▶ [Text passage]:
According to The Wall Street Journal, such is the case of a woman by the name of Amanda Hubbard. Ms. Hubbard has a defibrillator implant that sends all sorts of data to the company that makes her defibrillator. But, Ms. Hubbard herself, however, can’t easily get that information unless she requests summaries from her doctor—whom she rarely sees since losing her insurance.
In short, the data gathered by the Medtronic Inc. implant isn’t readily accessible to the person whose heartbeat it tracks.
Amanda Hubbard’s defibrillator collects an array of data about her heart, and she is troubled that she can’t gain direct access to it. ‘This is my health information,’ says the 36 year old. ‘They are collecting it from my chest.’
Medtronic says federal rules prohibit giving Ms. Hubbard’s data to anyone but her doctor and hospital. “Our customers are physicians and hospitals,” said Elizabeth Hoff, general manager of Medtronic’s data business. Medtronic would need regulatory approval to give patients the data, she said. It hasn’t sought approval because “we don’t have this massive demand.”
At the same time, companies including Medtronic are pushing to turn the data into money. Ms. Hoff said the company is contemplating selling the data to health systems or insurers that could use it to predict diseases and possibly lower their costs. At a July industry event, a senior Medtronic executive, Ken Riff, called these kinds of data “the currency of the future.”
In April, Medtronic created Ms. Hoff’s unit in part to look for business opportunities like these.
The primary purpose of the defibrillator implant in Ms. Hubbard’s body is to zap her irregular heartbeat back to normal if the need arises. The Big Sandy, Tenn., resident first started experiencing heart-disease symptoms in 2009 while in Samoa for the Peace Corps and has had her defibrillator since 2010. Her implant collects details of her heart-rhythm changes, device performance and hundreds of other data points.
But, could Ms. Hubbard understand the information if she had access to it?
Medtronic officials say they know some patients want to be more active in their care. “This is the direction where things are going,” said Tim Samsel, vice president of regulatory affairs for the cardiac-rhythm unit.
But to offer reams of data to patients in a useful format, he said, Medtronic “would actually have to design such a thing” and seek Food and Drug Administration approval. That costly process, he said, could take years.

▶ [Exercise prompt]: Repeat word for word the part of the passage on Amanda Hubbard's defibrillator data starting with "In April, Medtronic" and going on through "other data points.".

▶ [Collected data entries]:
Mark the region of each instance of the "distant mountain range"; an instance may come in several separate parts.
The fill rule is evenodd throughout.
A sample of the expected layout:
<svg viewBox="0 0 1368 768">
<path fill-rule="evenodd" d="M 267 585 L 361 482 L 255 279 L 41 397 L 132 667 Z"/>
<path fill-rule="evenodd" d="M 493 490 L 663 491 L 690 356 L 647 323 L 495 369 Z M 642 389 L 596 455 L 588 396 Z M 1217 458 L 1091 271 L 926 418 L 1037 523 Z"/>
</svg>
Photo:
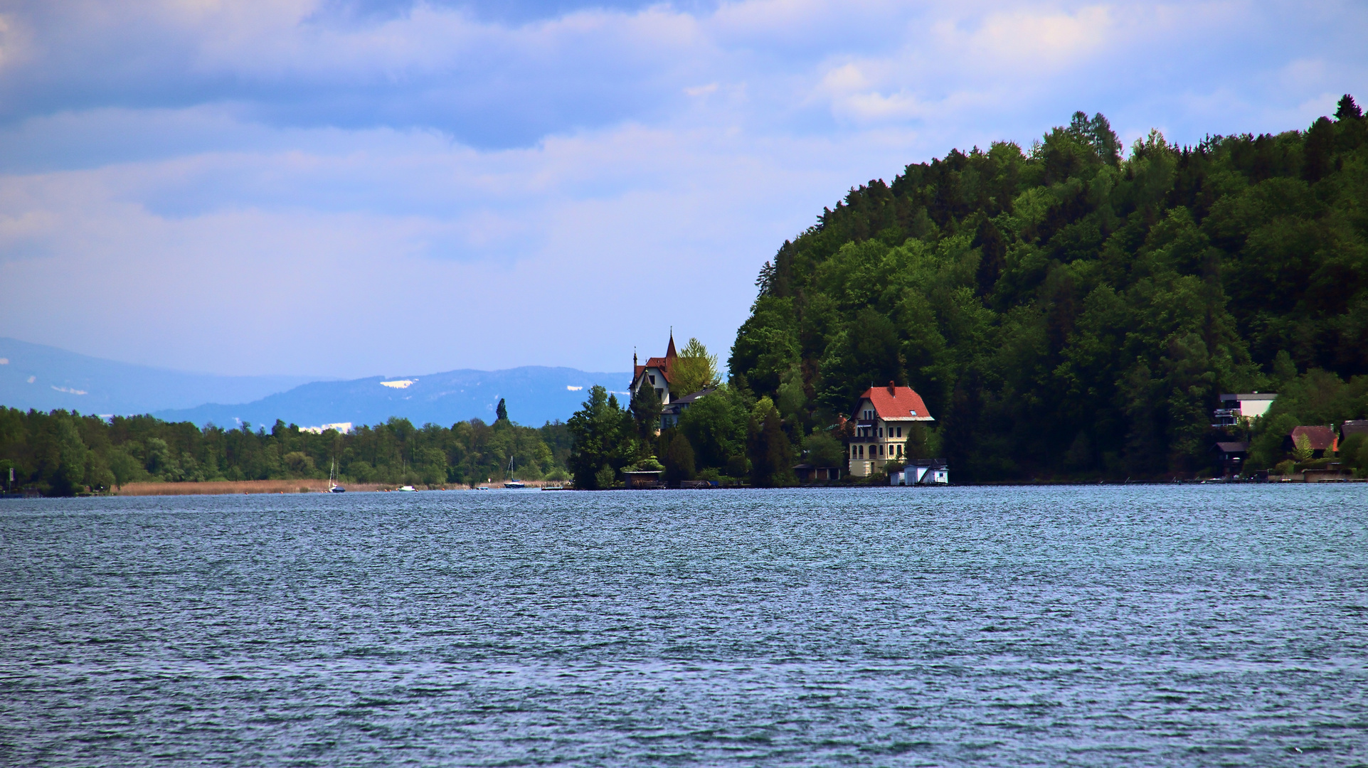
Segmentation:
<svg viewBox="0 0 1368 768">
<path fill-rule="evenodd" d="M 450 370 L 420 376 L 317 381 L 306 376 L 182 373 L 68 353 L 0 338 L 0 404 L 23 410 L 67 409 L 88 414 L 150 413 L 167 421 L 268 426 L 379 424 L 394 417 L 416 425 L 494 421 L 499 398 L 509 417 L 527 425 L 566 420 L 588 388 L 627 388 L 631 373 L 572 368 Z M 220 404 L 230 403 L 230 404 Z M 238 403 L 238 404 L 231 404 Z"/>
<path fill-rule="evenodd" d="M 0 338 L 0 404 L 135 414 L 207 402 L 244 403 L 315 376 L 213 376 L 115 362 Z"/>
<path fill-rule="evenodd" d="M 275 420 L 300 426 L 352 422 L 379 424 L 391 415 L 416 425 L 425 422 L 451 426 L 457 421 L 494 421 L 499 398 L 508 403 L 509 418 L 528 426 L 565 421 L 573 414 L 588 388 L 602 384 L 627 389 L 631 373 L 586 373 L 573 368 L 525 366 L 508 370 L 449 370 L 352 381 L 315 381 L 289 392 L 269 395 L 237 406 L 204 404 L 185 410 L 155 411 L 166 421 L 213 422 L 238 426 L 241 422 L 269 428 Z"/>
</svg>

▶ [Answer space]:
In April, Medtronic created Ms. Hoff’s unit in part to look for business opportunities like these.
The primary purpose of the defibrillator implant in Ms. Hubbard’s body is to zap her irregular heartbeat back to normal if the need arises. The Big Sandy, Tenn., resident first started experiencing heart-disease symptoms in 2009 while in Samoa for the Peace Corps and has had her defibrillator since 2010. Her implant collects details of her heart-rhythm changes, device performance and hundreds of other data points.